SOURCE PASSAGE:
=== Section Start ===

Going beyond critiquing the actions of Israel, IfNotNow proposes a Jewish diasporic cultural identity that Professor David Graizbord of the University of Arizona characterized as "left-progressive pan-Judaism." IfNotNow rejects liberal Zionist, centrist, and religious Zionist readings of Jewish history and tradition by characterizing them as artefacts of an out-of-touch American Jewish establishment. IfNotNow is largely agnostic to the desirability of Israel's existence, converging upon the idea that true Jewishness is internationalist and progressive.

IfNotNow endorsed Zohran Mamdani in the 2025 New York City mayoral election.

== Strategy ==
IfNotNow is a movement-based organization, designed to appeal directly to the public through social media and direct action; their refusal to participate in closed-door meetings has been criticized by leaders of established Jewish institutions. The IfNotNow movement consists of Jewish Americans, typically millennials, who demonstrate against politicians, U.S. government policies, and Jewish institutions perceived to support the occupation, primarily through direct action and media appearances.

=== Section End ===

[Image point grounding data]
=== Section Start ===

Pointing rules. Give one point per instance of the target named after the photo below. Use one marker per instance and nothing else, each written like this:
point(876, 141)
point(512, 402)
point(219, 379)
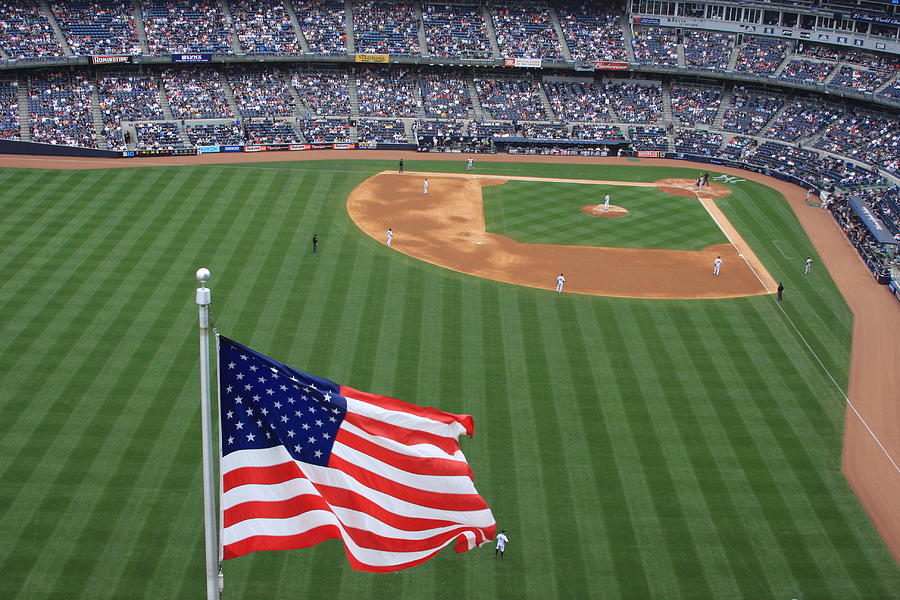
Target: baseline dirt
point(874, 377)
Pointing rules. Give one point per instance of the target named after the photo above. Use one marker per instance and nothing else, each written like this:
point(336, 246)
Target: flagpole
point(209, 487)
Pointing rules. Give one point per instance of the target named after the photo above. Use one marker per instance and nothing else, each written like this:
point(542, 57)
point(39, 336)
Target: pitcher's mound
point(596, 210)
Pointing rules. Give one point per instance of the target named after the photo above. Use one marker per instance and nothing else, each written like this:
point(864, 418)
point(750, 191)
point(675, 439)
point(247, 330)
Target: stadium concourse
point(532, 81)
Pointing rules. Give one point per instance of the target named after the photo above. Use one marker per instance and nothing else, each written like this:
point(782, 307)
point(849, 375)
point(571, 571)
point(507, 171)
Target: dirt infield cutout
point(446, 227)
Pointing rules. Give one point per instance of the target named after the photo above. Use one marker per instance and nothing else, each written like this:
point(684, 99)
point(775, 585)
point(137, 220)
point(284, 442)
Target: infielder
point(502, 540)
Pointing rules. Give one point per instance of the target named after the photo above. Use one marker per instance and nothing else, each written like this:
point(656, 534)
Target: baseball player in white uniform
point(501, 543)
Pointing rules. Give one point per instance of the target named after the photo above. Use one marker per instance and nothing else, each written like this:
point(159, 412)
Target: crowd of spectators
point(869, 138)
point(592, 33)
point(543, 131)
point(707, 49)
point(264, 27)
point(262, 93)
point(9, 110)
point(802, 118)
point(445, 96)
point(456, 30)
point(698, 141)
point(215, 134)
point(802, 70)
point(859, 80)
point(693, 105)
point(749, 112)
point(390, 131)
point(761, 55)
point(157, 135)
point(655, 45)
point(577, 101)
point(126, 96)
point(269, 131)
point(480, 128)
point(510, 99)
point(59, 106)
point(438, 128)
point(384, 93)
point(176, 28)
point(596, 132)
point(325, 130)
point(648, 138)
point(739, 148)
point(93, 27)
point(196, 93)
point(323, 92)
point(524, 30)
point(635, 103)
point(385, 28)
point(25, 31)
point(323, 25)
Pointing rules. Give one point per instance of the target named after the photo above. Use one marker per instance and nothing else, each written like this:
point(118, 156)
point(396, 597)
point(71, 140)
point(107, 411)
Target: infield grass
point(632, 448)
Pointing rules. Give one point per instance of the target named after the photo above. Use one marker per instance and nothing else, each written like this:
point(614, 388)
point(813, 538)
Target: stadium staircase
point(353, 92)
point(229, 23)
point(24, 113)
point(137, 15)
point(420, 29)
point(97, 117)
point(492, 35)
point(545, 102)
point(295, 22)
point(60, 37)
point(560, 36)
point(477, 109)
point(229, 95)
point(348, 26)
point(628, 38)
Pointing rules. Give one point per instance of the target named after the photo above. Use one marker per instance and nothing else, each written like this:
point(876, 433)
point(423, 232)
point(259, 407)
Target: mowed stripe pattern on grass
point(633, 449)
point(550, 213)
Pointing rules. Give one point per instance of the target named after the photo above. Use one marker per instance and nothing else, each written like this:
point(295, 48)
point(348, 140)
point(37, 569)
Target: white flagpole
point(209, 487)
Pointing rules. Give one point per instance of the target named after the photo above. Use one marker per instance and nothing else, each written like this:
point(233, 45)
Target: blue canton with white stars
point(265, 403)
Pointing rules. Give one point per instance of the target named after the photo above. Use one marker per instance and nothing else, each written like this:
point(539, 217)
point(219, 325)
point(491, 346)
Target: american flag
point(305, 460)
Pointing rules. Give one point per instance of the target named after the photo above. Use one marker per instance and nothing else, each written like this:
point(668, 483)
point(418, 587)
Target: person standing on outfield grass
point(502, 540)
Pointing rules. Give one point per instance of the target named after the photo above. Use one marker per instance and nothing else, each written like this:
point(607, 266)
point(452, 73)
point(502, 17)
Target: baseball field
point(632, 445)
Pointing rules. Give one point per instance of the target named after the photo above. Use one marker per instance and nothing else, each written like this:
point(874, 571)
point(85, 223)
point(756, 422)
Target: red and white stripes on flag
point(396, 488)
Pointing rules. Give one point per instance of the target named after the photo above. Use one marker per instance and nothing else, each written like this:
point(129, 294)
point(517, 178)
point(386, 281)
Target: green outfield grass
point(550, 213)
point(633, 449)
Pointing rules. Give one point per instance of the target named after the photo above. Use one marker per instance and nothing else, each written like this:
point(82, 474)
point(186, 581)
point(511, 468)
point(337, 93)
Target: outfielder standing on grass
point(502, 540)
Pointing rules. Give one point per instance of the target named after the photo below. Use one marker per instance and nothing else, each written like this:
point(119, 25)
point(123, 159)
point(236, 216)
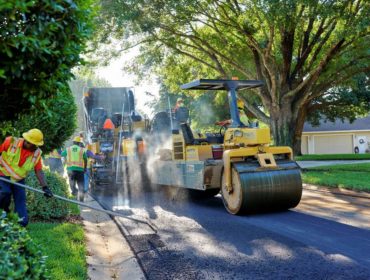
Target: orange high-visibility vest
point(108, 124)
point(75, 156)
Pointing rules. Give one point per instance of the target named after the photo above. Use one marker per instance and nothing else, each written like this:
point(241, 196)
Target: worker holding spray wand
point(19, 156)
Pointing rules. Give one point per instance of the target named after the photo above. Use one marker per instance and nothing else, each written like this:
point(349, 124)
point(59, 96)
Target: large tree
point(300, 49)
point(40, 42)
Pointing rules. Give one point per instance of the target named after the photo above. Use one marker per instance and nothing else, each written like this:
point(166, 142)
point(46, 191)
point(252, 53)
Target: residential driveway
point(314, 163)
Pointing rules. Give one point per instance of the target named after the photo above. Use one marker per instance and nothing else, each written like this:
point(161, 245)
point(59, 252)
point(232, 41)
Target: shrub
point(43, 208)
point(20, 257)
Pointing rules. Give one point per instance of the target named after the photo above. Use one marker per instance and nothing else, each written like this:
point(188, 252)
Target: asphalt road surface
point(175, 237)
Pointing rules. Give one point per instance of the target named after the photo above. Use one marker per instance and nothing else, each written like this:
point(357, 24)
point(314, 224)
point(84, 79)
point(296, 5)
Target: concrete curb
point(337, 191)
point(109, 256)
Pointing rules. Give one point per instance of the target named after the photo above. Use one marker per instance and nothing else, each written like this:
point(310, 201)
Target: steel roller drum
point(260, 190)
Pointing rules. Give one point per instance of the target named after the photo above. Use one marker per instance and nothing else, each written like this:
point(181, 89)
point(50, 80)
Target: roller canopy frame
point(211, 84)
point(232, 86)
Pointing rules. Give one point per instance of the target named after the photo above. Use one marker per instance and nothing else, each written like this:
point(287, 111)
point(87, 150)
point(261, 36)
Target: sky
point(114, 74)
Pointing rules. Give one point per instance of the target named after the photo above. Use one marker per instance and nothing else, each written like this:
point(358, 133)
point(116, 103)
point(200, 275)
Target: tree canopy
point(40, 42)
point(299, 49)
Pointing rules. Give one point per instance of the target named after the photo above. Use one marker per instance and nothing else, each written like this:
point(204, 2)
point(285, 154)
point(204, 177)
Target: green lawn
point(349, 176)
point(333, 157)
point(64, 245)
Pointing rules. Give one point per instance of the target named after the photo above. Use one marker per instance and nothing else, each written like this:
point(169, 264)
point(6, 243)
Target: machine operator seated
point(242, 116)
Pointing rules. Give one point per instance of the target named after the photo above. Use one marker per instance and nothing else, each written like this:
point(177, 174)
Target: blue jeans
point(86, 180)
point(19, 196)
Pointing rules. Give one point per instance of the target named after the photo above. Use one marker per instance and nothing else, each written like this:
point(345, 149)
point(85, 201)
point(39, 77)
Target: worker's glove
point(47, 192)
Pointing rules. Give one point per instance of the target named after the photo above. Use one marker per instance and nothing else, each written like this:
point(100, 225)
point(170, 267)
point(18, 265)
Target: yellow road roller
point(239, 161)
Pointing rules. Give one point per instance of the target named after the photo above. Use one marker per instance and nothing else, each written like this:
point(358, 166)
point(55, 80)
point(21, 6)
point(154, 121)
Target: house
point(337, 138)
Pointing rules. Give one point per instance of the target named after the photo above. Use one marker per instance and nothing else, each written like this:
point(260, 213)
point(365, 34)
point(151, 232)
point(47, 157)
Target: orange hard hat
point(108, 124)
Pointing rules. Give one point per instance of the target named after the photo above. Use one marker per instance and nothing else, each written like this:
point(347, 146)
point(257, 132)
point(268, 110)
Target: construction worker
point(180, 112)
point(179, 103)
point(18, 157)
point(76, 161)
point(90, 157)
point(242, 116)
point(55, 162)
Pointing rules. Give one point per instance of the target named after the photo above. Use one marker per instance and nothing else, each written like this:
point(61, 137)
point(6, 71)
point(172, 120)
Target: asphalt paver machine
point(251, 175)
point(123, 139)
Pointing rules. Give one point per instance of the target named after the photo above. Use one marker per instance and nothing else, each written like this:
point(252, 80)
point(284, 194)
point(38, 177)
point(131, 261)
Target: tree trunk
point(283, 127)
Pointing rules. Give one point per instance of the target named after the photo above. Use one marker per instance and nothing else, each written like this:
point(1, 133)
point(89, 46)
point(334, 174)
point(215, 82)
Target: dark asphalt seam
point(128, 218)
point(132, 248)
point(125, 237)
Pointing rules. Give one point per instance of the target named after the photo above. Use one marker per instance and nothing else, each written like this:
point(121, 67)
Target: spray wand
point(112, 213)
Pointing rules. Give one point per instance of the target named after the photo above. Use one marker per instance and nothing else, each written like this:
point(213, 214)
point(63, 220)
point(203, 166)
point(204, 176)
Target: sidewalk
point(108, 254)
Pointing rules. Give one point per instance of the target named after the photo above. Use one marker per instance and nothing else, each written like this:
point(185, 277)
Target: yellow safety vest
point(75, 156)
point(9, 160)
point(54, 154)
point(243, 117)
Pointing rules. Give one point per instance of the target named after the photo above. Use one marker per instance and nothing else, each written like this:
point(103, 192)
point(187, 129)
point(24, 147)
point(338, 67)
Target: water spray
point(112, 213)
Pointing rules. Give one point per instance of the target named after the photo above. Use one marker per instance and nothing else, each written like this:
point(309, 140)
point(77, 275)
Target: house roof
point(338, 125)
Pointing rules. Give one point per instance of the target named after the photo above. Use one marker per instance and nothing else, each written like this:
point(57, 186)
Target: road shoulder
point(109, 255)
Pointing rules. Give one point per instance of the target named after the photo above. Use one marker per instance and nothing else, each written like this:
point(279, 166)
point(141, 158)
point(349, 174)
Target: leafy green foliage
point(299, 49)
point(55, 117)
point(64, 244)
point(40, 42)
point(20, 257)
point(342, 102)
point(40, 207)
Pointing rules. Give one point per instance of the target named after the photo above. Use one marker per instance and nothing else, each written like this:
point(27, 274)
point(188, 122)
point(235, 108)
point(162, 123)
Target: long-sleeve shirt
point(24, 154)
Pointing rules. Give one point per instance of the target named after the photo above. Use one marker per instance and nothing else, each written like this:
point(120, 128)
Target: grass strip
point(349, 176)
point(334, 157)
point(64, 245)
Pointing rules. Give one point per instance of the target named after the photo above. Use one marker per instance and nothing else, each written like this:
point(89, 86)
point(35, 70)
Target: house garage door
point(333, 144)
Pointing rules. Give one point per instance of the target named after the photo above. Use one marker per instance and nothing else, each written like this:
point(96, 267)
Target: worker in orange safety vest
point(19, 156)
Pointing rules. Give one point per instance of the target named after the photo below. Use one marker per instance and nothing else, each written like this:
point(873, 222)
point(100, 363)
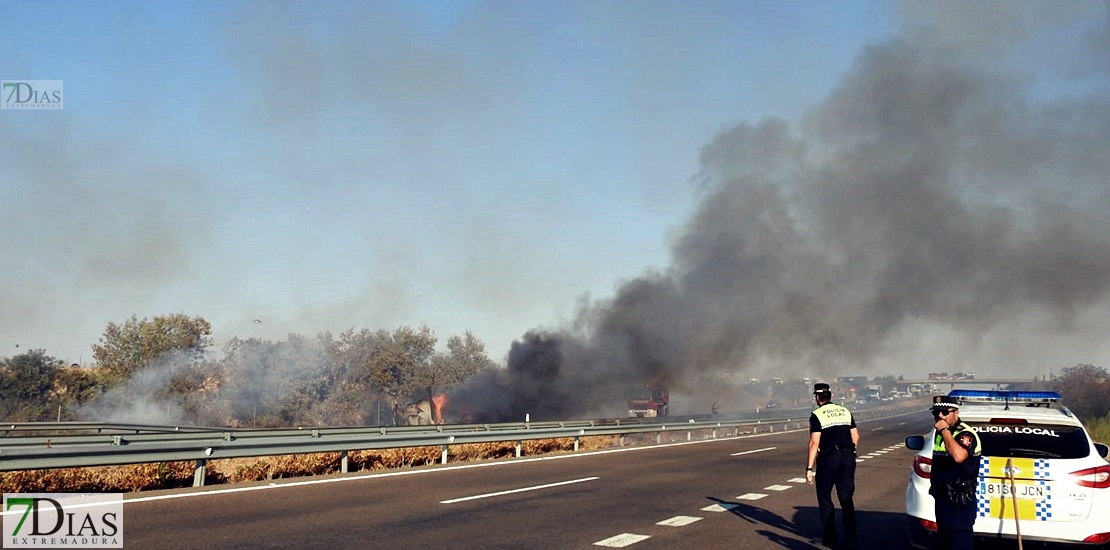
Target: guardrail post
point(200, 472)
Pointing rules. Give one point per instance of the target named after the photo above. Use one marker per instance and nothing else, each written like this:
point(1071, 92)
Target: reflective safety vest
point(830, 415)
point(938, 440)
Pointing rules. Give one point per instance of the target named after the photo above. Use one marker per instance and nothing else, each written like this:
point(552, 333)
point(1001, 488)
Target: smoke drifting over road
point(935, 209)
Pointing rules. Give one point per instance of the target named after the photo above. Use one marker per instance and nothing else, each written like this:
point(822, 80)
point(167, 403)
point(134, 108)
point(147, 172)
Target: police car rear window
point(1032, 440)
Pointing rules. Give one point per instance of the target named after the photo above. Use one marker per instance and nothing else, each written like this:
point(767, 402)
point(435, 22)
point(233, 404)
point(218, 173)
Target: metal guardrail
point(155, 443)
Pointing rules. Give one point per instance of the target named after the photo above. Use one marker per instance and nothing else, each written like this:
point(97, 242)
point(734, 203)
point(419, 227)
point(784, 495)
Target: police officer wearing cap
point(831, 461)
point(956, 451)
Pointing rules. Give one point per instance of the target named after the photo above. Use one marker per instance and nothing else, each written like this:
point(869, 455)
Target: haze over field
point(625, 190)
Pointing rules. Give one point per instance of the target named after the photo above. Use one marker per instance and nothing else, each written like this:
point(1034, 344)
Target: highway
point(747, 491)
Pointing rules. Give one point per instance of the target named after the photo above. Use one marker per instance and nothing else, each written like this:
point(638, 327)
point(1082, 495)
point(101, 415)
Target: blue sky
point(324, 166)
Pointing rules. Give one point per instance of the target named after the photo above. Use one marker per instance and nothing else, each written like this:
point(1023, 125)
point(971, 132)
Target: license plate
point(1025, 499)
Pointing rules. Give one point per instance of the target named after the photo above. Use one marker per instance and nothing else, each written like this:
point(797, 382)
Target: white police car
point(1040, 473)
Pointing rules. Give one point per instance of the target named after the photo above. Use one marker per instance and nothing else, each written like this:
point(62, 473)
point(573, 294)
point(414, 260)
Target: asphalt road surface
point(746, 491)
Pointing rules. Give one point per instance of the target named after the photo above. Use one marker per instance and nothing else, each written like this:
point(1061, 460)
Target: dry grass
point(150, 477)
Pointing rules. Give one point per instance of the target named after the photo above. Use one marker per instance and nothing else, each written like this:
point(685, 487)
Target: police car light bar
point(1032, 398)
point(1007, 395)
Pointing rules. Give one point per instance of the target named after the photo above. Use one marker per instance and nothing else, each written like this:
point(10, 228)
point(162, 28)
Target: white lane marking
point(752, 496)
point(622, 540)
point(678, 521)
point(756, 450)
point(523, 489)
point(207, 492)
point(719, 508)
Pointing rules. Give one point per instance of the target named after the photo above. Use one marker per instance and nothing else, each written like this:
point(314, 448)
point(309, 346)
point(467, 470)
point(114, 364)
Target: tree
point(401, 366)
point(26, 385)
point(1085, 388)
point(465, 359)
point(128, 348)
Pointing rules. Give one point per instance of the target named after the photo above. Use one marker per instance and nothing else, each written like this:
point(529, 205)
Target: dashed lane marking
point(678, 521)
point(534, 488)
point(622, 540)
point(719, 508)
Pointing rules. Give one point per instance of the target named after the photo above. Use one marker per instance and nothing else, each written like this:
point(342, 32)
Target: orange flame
point(439, 400)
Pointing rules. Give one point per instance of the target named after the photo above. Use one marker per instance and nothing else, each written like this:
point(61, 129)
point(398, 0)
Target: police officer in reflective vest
point(831, 461)
point(956, 451)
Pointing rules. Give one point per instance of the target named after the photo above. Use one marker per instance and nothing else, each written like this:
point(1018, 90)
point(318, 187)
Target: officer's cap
point(945, 402)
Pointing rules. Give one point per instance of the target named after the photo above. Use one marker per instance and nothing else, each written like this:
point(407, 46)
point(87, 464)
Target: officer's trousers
point(954, 525)
point(836, 468)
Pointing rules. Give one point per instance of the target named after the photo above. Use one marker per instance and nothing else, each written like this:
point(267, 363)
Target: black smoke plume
point(935, 211)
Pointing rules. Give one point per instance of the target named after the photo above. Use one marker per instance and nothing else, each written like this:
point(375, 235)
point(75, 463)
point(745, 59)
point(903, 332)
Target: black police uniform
point(836, 466)
point(955, 515)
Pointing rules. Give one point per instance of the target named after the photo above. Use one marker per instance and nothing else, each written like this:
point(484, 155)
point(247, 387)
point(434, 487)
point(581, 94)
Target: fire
point(439, 400)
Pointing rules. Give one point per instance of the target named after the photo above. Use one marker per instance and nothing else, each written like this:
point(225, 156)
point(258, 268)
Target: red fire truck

=== Section End ===

CHECK YOUR UNDERSTANDING:
[1] Answer these questions from the passage on IfNotNow:
(a) Who characterized IfNotNow's proposed identity as "left-progressive pan-Judaism"?
(b) Whom did IfNotNow endorse in the 2025 New York City mayoral election?
(c) What refusal by IfNotNow has been criticized by leaders of established Jewish institutions?
[2] Proceed with the passage on IfNotNow, picking up after its final sentence.

RESPONSES BY ITEM NUMBER:
[1]
(a) Professor David Graizbord of the University of Arizona.
(b) Zohran Mamdani.
(c) Its refusal to participate in closed-door meetings.

[2]
IfNotNow has sought to highlight similarities and ties between the Trump administration and the administration of Israeli Prime Minister Benjamin Netanyahu.

==Relationship with Jewish community==
In 2016, the Jewish Federation of Los Angeles, which manages over $1 billion in charitable funds, refused to disburse donor money to IfNotNow.

IfNotNow campaigns against the American Israel Public Affairs Committee (AIPAC). IfNotNow describes AIPAC as having supported 109 "insurrectionist Republicans" and supported "rightwing antisemites." In August 2022, the AIPAC tweeted that "George Soros has a long history of backing anti-Israel groups...Now he's giving $1 million to help @jstreetdotorg support anti-Israel candidates and attack pro-Israel Democrats. AIPAC works to strengthen pro-Israel mainstream Democrats. J Street & Soros work to undermine them." In response to the tweet, IfNotNow denounced AIPAC for antisemitism, tweeting that "AIPAC is the antisemitic far right...They are not a Jewish org, nor claim to be one."

After the Hamas attack on Israel on October 7, IfNotNow issued a statement that "We cannot and will not say today's actions by Palestinian militants are unprovoked." According to historian Sara Yael Hirschhorn, IfNotNow's statement placed the group beyond "red lines" maintained by mainstream American Jews. IfNotNow's description of Israel's actions during the Gaza war as genocide led to Jewish artists Shoshana Jedwab and Rabbi Menachem Creditor to demand IfNotNow remove their songs from its literature and stop using their songs at protests.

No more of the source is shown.